EXERCISE GOAL >> Please copy the listing below in its entirety, without alteration.

—————

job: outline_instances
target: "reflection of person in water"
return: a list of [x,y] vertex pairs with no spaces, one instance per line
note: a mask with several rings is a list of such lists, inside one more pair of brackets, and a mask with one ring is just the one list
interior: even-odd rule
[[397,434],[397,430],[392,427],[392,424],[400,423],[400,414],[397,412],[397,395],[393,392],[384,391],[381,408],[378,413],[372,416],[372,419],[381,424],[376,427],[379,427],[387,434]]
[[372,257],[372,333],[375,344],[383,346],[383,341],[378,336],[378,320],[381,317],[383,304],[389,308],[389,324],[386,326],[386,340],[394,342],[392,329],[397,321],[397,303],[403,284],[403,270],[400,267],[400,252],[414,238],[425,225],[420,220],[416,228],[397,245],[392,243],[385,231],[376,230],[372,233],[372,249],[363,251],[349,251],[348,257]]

—————

TASK ANSWER >>
job: outline_instances
target: "reflection of person in water"
return: a list of [x,y] vertex pairs with no spaces, one instance per line
note: a mask with several rings is a list of such lists, inside one more pair of brackets, and a mask with one ring is just the one list
interior: even-odd rule
[[397,434],[397,430],[392,427],[392,424],[400,423],[400,414],[397,412],[397,395],[393,392],[384,391],[381,408],[378,413],[372,416],[372,419],[381,424],[376,427],[379,427],[387,434]]
[[372,257],[372,333],[375,344],[383,346],[383,341],[378,336],[378,320],[381,317],[383,304],[389,308],[389,324],[386,326],[386,340],[394,342],[392,329],[397,321],[397,303],[403,284],[403,270],[400,267],[400,252],[414,238],[425,225],[420,220],[416,228],[397,245],[392,243],[385,231],[376,230],[372,233],[372,249],[363,251],[349,251],[348,257]]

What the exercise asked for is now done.